**Objective:** Copy every line of the records below word for word, leaving out the pictures.

--- Start ---

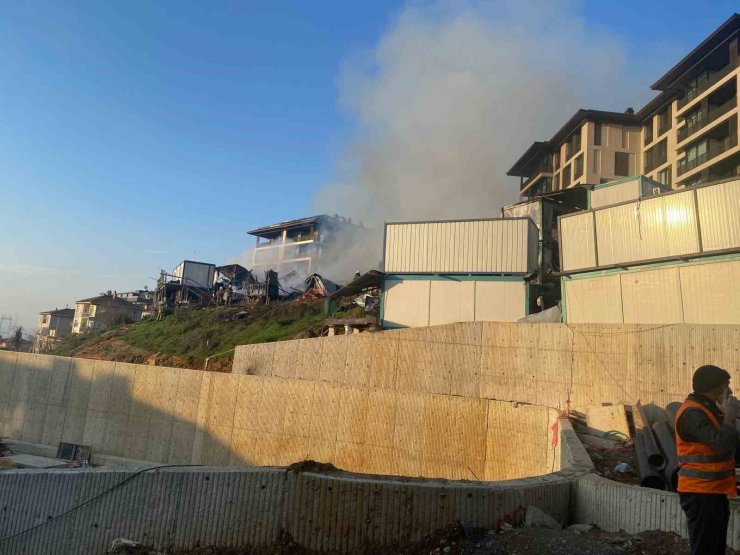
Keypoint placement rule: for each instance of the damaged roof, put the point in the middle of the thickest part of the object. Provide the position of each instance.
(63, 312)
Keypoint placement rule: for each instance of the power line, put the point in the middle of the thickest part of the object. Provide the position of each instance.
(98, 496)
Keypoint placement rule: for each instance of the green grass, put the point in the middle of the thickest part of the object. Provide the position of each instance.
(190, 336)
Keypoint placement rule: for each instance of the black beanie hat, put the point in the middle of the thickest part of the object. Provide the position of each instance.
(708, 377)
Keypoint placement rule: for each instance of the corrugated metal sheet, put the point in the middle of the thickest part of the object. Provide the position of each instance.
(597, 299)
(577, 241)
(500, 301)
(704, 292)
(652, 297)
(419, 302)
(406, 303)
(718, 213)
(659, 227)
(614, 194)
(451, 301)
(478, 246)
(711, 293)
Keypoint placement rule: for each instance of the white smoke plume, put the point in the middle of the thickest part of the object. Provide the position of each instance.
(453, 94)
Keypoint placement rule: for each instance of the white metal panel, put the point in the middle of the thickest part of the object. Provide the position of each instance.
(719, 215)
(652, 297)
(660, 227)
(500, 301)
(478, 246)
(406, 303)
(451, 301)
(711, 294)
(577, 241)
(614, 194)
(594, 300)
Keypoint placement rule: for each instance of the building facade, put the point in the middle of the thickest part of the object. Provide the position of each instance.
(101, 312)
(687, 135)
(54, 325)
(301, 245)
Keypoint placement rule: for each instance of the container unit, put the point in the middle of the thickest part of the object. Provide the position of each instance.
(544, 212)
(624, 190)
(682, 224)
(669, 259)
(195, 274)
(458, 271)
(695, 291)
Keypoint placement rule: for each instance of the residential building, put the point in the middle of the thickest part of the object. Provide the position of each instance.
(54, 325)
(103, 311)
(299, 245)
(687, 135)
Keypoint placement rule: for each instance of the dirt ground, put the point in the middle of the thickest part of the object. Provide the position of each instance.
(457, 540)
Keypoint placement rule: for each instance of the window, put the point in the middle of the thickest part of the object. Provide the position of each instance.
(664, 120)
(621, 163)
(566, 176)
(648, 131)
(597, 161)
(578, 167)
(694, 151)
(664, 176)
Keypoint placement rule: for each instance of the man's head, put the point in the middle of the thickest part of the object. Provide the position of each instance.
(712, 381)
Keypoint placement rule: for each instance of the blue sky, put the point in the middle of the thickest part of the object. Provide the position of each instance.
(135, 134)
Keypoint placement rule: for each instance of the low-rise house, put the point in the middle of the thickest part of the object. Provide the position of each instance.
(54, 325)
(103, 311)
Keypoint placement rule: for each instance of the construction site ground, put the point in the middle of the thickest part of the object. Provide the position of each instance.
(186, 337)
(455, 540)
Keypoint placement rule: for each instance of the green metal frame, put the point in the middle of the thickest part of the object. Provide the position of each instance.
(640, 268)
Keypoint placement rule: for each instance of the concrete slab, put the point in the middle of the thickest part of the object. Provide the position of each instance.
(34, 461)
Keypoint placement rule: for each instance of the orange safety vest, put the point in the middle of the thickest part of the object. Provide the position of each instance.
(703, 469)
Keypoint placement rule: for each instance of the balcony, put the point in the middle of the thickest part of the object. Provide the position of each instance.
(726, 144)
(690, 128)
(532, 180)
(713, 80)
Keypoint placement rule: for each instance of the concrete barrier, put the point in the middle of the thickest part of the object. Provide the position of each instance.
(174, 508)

--- End ---

**Task solution:**
Keypoint placement rule: for each instance of the damaged roof, put the point in the middle of the thickest part of the object. Provide the position of each instance.
(63, 312)
Keypoint placement rule: for each instance of the power line, put the point in the middle of the thickest part of the object. Provide the position of each instance.
(98, 496)
Keypoint placement rule: for each instance of the green grass, put the point in the middle of the thickest part of the object. Provide the position of each instance.
(190, 336)
Keypoint placement rule: for each instance of the black beanie hat, put the point in the middle of the thickest part of the object. Provide the position of each instance.
(708, 377)
Keypoint placement rule: for each instance of the corrugated metal sheet, put the point in the middle of the thickest part of the object. Provide the position of each instance.
(597, 299)
(577, 241)
(500, 301)
(704, 292)
(652, 297)
(419, 302)
(406, 303)
(718, 213)
(659, 227)
(614, 194)
(451, 301)
(478, 246)
(711, 293)
Keypoint placement rule: for each instance of the white smoke plume, put the point in the middle of the thickest part of the object. Provide the position of each instance.
(453, 94)
Keypoint placement rule: for each instance of the white metal panel, put the point in the middle of the thickest part of the object. Provide the position of each instance.
(719, 215)
(652, 297)
(660, 227)
(500, 301)
(478, 246)
(406, 303)
(451, 301)
(711, 294)
(577, 241)
(614, 194)
(594, 300)
Keypoint placement rule: for each instance of the building facade, put the point in the middle of the thickest part of the object. Provide the position of each instance.
(101, 312)
(687, 135)
(54, 325)
(301, 245)
Keypoint placement rule: for each instance of the container unit, put the point in the middle of the thickest part of the object. Provide the position of each instance.
(544, 212)
(624, 190)
(682, 224)
(669, 259)
(195, 274)
(458, 271)
(695, 291)
Keypoint placement rule: for each instance of the residential building, put the point in the middle of the thickest part of the object. Provide the position of each instance.
(54, 325)
(103, 311)
(299, 245)
(687, 135)
Keypoint placement rule: for each instance of the dirt ground, put the point in the middle of the thickest part of the object. Provide the position of each instance.
(457, 540)
Keypoint placement rule: for each instance of the window, put the point in the middle of the thickest part of the object. Provide the position of each instance.
(664, 120)
(621, 163)
(566, 176)
(648, 131)
(597, 161)
(578, 167)
(694, 151)
(664, 176)
Keypoint placement rule: for each instance of the man's head, put the point in the middle of the thickest part of the object. Provide the position of each instance.
(712, 381)
Keypoint placement rule: for each instance of the blue sky, put the point in the middle of the thickest part of the object. Provide the position of each instance.
(135, 134)
Keypoint placement rule: for each instance of the low-rise house, put the point in the middle of the thickest part of the object. Provide the position of each instance.
(54, 325)
(103, 311)
Keypoint placement rule: for each instance of the construction site ground, put the point in the middle of the thickest part of the object. Provide the position of each instance.
(186, 337)
(455, 540)
Keypoint placement rule: for each instance of the green metal frame, put the point in the middle of the thickest part of the object. Provide the position of each instance.
(640, 268)
Keypoint placement rule: for each instance of the concrete slab, put the point in the middle of the thickest part of the object. Provide the position of each instance.
(34, 461)
Keypoint placement rule: for each instance of the orange safety vest, put the point in the middle of the thickest part of the object. Provide the position of each instance.
(703, 469)
Keypoint placement rule: for each instance of the balcony, put the point in the middle of the thickest part of the object. Provide the position of each instance.
(726, 144)
(690, 128)
(532, 180)
(713, 80)
Keypoint placement rule: for each instance of the concrete barrier, put the point in the middle of the thickest part of the object. Provide the position of each instance.
(174, 508)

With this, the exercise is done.